## [PAGE EXCERPT]
----------
Shader Canvas

A graphics framework for specialists

Low-level tags for your high-level graphics projects.

<shader-canvas>
<!--
  Shader Canvas starts with this tag
  Its children tags define what will
  be rendered.

  These tags match the low-level WebGL
  operations.

  It can support multiple graphical API
  backends in the future.
-->
  <webgl-canvas>
<!--
  Start the WebGl backend
  (the only one supported for now)

  Inside this element, each tag
  corresponds to its low level
  WebGL function.
-->

    <draw-calls>
<!--
  List the actions to perform when
  drawing. Each tag matches the
  corresponding WebGL function.
-->
      <clear-color red="0" green="0" blue="0" alpha="1"></clear-color>
<!--
  The <clear-color> matches the
  WebGL "clearColor()" function

  There is one of these for each
  WebGL function.
----------
## [PROBLEMS]
A – Set down the Shader Canvas page excerpt word for word, starting at "Low-level tags for" and ending at "be rendered.".
B – In the Shader Canvas page excerpt, which WebGL function does the clear-color tag match?

## [ITEMS]
----------
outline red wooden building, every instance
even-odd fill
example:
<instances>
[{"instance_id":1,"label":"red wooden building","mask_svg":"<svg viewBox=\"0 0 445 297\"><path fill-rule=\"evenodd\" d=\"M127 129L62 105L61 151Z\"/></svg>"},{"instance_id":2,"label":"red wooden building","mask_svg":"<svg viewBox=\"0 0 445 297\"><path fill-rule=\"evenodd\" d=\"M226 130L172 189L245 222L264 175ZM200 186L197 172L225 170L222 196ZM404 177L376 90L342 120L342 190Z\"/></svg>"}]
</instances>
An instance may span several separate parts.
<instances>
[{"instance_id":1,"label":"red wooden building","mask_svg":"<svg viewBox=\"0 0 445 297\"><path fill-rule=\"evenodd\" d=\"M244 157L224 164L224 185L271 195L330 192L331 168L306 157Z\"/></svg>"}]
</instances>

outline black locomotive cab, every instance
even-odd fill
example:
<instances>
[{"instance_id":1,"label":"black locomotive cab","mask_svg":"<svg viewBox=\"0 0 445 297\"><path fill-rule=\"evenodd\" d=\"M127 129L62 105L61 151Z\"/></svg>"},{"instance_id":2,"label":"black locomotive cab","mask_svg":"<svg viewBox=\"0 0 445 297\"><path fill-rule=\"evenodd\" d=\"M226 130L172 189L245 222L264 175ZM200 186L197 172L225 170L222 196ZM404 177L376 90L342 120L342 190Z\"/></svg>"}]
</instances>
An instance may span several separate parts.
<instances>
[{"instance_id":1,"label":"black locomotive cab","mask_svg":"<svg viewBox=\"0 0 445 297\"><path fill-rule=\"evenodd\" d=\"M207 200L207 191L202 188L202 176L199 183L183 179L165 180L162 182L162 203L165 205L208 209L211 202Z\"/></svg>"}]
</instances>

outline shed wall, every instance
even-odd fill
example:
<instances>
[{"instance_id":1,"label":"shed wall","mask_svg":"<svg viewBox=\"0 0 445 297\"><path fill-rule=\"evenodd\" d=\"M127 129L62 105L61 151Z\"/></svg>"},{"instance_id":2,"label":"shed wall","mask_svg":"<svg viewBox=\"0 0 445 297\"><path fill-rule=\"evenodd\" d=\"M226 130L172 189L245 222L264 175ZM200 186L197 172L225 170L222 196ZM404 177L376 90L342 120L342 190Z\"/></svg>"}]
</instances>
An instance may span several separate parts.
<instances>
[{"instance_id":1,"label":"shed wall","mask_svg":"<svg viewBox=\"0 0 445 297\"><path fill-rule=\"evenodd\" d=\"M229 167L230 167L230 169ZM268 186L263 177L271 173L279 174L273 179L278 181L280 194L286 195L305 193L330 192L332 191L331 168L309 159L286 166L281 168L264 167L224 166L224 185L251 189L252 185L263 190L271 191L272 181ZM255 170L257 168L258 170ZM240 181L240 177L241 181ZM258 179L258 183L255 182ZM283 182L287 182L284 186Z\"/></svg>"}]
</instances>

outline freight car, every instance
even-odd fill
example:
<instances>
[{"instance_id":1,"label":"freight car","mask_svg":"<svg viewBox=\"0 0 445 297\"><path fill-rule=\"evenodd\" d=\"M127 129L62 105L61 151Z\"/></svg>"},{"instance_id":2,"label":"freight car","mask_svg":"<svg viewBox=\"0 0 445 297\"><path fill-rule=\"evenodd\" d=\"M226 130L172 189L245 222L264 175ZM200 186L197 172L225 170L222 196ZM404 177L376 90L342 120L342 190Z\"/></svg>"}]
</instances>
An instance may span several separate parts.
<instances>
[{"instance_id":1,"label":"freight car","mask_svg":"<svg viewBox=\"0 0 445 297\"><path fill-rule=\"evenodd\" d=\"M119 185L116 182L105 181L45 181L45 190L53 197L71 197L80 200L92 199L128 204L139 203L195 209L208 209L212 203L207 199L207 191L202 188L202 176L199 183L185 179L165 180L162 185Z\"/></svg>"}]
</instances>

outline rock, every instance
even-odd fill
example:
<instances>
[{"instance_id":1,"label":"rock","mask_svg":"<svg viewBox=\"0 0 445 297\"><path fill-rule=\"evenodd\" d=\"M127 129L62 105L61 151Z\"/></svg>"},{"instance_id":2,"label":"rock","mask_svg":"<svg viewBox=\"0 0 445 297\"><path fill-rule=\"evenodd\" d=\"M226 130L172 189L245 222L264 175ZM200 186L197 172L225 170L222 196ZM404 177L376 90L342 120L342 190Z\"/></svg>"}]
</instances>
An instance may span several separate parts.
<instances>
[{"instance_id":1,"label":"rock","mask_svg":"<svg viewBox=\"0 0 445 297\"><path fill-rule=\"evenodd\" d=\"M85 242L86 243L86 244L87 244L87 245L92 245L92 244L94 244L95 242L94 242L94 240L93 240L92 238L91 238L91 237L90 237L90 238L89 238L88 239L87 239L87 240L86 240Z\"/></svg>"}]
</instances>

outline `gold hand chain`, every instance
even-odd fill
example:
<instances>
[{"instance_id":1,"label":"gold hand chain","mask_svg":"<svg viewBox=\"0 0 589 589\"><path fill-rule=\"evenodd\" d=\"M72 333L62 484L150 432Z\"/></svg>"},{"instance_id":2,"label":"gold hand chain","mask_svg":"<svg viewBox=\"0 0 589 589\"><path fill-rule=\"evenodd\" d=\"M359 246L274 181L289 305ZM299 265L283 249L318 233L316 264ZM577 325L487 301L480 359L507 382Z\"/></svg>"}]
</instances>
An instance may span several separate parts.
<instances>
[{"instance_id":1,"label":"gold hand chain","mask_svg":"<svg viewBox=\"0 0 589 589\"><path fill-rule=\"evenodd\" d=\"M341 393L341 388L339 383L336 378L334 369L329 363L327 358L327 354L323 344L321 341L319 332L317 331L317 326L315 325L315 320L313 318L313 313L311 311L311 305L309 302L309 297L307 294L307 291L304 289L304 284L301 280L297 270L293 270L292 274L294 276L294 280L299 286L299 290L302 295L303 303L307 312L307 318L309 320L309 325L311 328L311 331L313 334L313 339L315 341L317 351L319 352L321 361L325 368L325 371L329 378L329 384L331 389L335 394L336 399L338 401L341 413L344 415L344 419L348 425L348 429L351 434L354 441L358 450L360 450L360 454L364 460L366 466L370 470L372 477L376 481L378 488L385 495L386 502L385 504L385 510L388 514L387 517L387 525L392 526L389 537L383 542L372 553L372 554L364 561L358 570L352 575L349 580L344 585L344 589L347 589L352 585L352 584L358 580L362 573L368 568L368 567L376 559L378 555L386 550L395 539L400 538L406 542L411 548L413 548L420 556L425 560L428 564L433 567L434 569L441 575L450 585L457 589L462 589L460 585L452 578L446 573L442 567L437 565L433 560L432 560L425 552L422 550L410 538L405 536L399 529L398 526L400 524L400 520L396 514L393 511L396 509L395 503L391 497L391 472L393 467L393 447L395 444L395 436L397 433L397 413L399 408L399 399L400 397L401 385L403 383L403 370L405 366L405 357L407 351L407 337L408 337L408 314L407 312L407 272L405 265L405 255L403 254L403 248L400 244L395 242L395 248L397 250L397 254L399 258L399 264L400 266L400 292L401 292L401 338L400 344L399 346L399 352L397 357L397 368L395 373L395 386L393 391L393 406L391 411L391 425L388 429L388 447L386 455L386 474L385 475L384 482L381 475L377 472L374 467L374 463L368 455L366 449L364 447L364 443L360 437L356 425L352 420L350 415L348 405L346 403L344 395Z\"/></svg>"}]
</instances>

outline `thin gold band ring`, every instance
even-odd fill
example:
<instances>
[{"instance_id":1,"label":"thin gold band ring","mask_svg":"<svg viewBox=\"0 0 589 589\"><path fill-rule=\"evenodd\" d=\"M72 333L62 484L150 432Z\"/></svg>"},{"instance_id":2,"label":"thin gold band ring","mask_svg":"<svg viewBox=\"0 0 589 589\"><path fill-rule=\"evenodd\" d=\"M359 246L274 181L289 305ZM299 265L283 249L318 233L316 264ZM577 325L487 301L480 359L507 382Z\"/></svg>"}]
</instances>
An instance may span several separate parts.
----------
## [TASK SOLUTIONS]
A –
Low-level tags for your high-level graphics projects.

<shader-canvas>
<!--
  Shader Canvas starts with this tag
  Its children tags define what will
  be rendered.

B – It matches the WebGL "clearColor()" function.